◆ **Given information**:
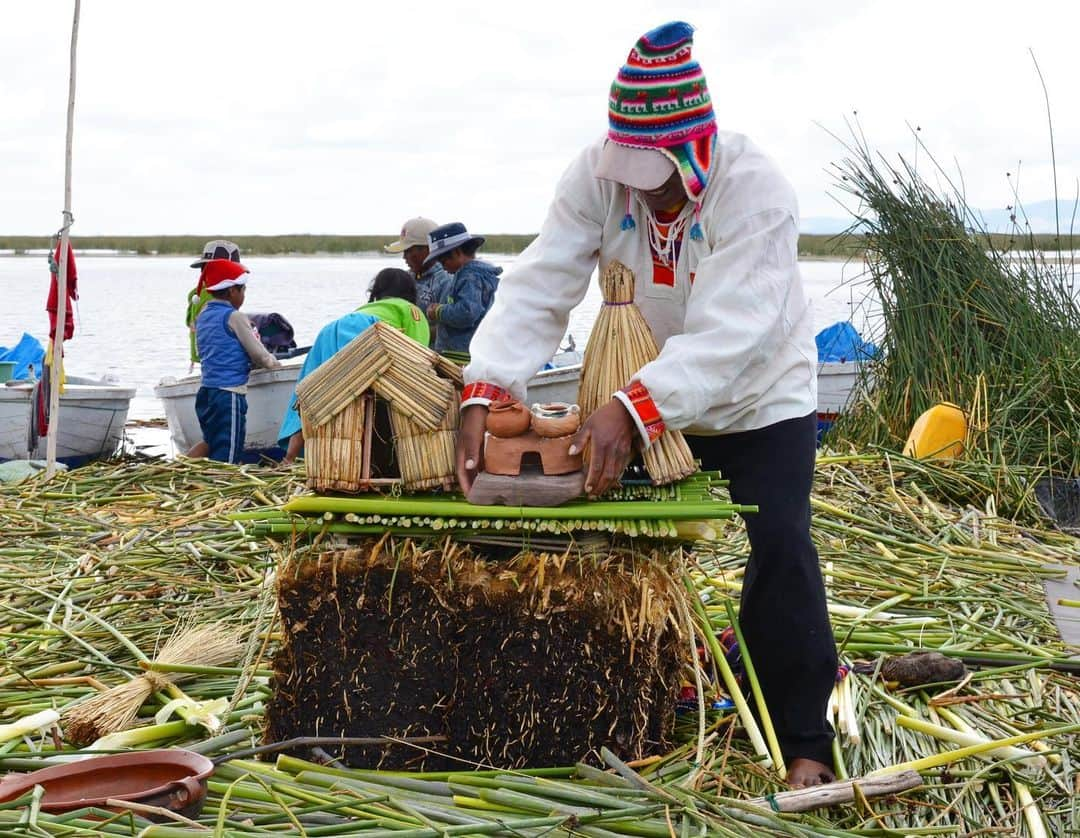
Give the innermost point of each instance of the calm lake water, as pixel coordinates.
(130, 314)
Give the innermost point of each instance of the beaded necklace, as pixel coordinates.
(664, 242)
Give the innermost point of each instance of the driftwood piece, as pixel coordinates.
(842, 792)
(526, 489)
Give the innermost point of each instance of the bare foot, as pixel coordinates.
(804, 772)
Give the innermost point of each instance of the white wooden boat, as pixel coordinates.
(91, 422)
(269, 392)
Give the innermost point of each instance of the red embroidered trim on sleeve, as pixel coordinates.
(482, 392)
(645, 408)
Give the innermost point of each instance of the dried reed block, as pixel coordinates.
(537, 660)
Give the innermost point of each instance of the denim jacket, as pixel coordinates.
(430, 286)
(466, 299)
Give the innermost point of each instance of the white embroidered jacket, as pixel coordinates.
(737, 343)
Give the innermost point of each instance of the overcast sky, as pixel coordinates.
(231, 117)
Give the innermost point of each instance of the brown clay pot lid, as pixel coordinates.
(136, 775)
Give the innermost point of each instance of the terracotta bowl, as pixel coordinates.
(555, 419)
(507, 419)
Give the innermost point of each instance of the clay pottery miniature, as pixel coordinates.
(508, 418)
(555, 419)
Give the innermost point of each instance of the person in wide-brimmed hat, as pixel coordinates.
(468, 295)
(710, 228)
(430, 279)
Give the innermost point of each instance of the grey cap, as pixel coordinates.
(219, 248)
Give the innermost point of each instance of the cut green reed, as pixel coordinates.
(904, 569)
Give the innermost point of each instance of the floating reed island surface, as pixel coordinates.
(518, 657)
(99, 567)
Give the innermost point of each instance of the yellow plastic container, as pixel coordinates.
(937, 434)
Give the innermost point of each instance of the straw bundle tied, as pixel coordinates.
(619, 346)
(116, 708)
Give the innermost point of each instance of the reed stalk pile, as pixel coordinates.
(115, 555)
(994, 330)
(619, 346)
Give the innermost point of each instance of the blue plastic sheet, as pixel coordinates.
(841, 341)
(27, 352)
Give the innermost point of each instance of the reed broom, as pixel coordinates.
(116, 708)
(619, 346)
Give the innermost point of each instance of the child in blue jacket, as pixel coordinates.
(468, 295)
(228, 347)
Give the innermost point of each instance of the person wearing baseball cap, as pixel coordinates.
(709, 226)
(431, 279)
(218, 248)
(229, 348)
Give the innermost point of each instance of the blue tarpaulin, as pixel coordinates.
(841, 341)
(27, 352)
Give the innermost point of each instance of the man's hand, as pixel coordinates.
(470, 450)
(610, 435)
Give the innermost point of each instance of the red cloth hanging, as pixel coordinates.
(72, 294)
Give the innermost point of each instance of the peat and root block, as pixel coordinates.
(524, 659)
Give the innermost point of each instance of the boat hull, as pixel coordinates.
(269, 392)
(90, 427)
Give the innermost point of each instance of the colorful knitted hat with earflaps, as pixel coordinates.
==
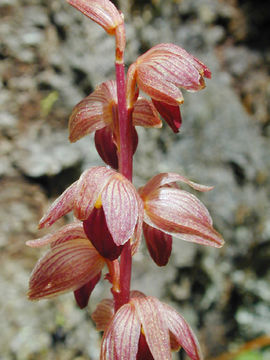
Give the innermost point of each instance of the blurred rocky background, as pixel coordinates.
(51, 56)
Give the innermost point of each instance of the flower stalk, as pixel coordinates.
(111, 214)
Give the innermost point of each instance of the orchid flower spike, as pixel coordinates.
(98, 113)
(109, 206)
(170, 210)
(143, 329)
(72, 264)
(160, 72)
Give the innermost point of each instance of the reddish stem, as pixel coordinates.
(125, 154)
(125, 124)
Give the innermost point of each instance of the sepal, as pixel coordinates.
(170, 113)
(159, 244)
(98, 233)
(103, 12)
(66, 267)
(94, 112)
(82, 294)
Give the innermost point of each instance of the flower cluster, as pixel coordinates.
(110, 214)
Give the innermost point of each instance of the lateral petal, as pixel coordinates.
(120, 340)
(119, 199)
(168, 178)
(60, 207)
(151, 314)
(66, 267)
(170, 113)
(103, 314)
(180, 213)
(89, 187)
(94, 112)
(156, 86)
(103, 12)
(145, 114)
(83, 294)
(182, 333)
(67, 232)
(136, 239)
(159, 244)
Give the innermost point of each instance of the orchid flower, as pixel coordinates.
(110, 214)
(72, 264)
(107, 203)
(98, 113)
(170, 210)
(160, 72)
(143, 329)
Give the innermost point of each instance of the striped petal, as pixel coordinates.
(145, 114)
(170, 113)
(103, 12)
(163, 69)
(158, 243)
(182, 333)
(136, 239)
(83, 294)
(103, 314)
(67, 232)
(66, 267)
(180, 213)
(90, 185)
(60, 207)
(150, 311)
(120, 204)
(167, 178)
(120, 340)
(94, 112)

◆ **Prompt**: Find each line in the items above that contains the word "orchid", and copy those lines out.

◆ **Reply**:
Give the innermost point of each instance of the orchid flower spike, as pixel coordinates.
Give the innermost point of each instance of the orchid flower, as pixel coordinates.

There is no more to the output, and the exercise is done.